Dienstag 28. Mai 2024
Predigten von Kardinal Christoph Schönborn

Predigt zum Aschermittwoch 2016

Predigt von Kardinal Christoph Schönborn, zu Aschermittwoch 10. Februar 2016, im Dom zu St. Stephan im Wortlaut:

Liebe Brüder und Schwestern!

 

In dieser Feier treten wir ein in die große 40tägige Fastenzeit, die österliche Bußzeit, heuer in ganz besonderer Weise im Jahr der Barmherzigkeit. Ich habe schon im vergangenen Jahr mein Staunen, meine Bewegung ausgedrückt über dieses dreifache „Dein Vater sieht in das Verborgene“ und ich möchte das heuer wieder aufgreifen, weil es so ins Herz des Jahres der Barmherzigkeit führt: Dein Vater weiß, dein Vater sieht ins Verborgene.

+ + + + +

Schreib den Abschnitt der Predigt beginnend mit „Dienstag 28. Mai“ und weiter bis einschließlich „Brüder und Schwestern!“ noch einmal ab. Ersetze dabei „Kardinal“ durch „Erzbischof“.

*Bereitgestelltes Material*.
+ + + + +

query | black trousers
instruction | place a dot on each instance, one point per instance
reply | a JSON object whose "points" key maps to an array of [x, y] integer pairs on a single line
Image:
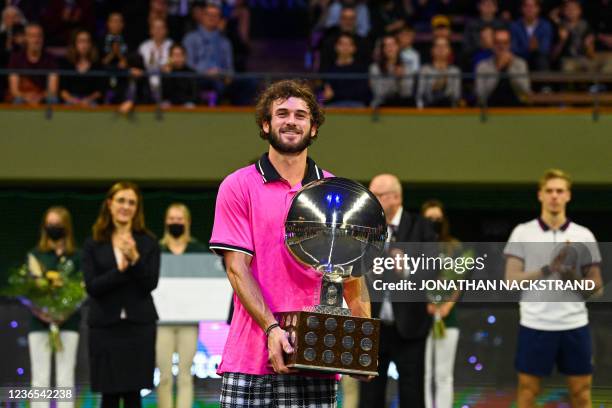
{"points": [[130, 400], [409, 357]]}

+ + + + +

*Ergebnis*.
Dienstag 28. Mai 2024
Predigten von Erzbischof Christoph Schönborn

Predigt zum Aschermittwoch 2016

Predigt von Erzbischof Christoph Schönborn, zu Aschermittwoch 10. Februar 2016, im Dom zu St. Stephan im Wortlaut:

Liebe Brüder und Schwestern!